- Exercise details: Could you set down, exactly as they stand, only the lines from the one containing "the locomotive windshield" through the end of the listing?

- Extracted records:
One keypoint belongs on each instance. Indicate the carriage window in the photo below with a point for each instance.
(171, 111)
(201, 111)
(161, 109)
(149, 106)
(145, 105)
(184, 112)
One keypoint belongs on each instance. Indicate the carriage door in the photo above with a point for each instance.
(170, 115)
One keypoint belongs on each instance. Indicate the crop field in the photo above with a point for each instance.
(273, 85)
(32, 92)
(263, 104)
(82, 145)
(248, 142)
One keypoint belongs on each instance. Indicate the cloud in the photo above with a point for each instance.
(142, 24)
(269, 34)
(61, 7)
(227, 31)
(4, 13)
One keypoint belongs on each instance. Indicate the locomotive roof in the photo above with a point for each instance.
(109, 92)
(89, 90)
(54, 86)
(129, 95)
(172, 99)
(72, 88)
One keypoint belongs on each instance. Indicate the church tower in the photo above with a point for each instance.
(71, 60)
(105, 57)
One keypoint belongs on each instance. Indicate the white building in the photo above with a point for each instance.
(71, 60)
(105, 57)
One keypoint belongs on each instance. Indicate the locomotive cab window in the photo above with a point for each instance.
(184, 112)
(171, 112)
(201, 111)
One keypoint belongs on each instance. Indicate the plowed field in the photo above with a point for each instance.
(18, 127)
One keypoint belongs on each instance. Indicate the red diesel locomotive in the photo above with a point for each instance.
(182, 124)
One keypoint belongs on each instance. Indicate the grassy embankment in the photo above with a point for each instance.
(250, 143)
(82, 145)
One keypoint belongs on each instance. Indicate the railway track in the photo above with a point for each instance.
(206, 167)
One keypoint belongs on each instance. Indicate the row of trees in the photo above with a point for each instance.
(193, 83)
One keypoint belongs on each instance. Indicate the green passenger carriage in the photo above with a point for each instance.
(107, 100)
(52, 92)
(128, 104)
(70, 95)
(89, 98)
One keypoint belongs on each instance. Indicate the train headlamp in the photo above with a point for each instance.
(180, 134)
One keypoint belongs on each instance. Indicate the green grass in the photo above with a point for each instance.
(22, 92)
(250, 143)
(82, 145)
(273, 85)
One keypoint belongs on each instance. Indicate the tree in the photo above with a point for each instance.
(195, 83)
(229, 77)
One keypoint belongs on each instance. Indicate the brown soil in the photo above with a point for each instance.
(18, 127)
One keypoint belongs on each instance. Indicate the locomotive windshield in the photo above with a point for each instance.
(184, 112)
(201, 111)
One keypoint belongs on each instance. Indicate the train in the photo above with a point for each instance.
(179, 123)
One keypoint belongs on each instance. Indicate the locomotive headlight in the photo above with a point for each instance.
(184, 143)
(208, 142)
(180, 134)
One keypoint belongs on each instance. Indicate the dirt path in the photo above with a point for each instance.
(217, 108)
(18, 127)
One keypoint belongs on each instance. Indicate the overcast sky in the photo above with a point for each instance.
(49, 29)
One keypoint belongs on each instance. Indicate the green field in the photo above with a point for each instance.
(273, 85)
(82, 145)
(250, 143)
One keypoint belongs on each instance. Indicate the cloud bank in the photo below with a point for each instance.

- Solution to this exercise:
One keypoint belongs on each instance. Indicate the locomotive windshield in the photo above with a point for each instance.
(184, 112)
(201, 111)
One keypoint belongs on each instance. Indicate the train in the photo above with a point for each instance.
(179, 123)
One keypoint belongs on each instance. Indicate the locomotive headlight in the photo above with a point for each instance.
(184, 143)
(208, 142)
(180, 134)
One keypoint belongs on each instance. Indicate the dirt path in the photo above with a point for each instance.
(217, 108)
(18, 127)
One keypoint belongs on each instance. Indicate the overcast sky in the photo above with a point for each instance.
(49, 29)
One keypoint belongs on each instance. Indicate the green field in the photo above with a point for each instance.
(273, 85)
(82, 145)
(250, 143)
One keypoint belongs on each instance. Indicate the cloud bank in the photo below with a point for each instance.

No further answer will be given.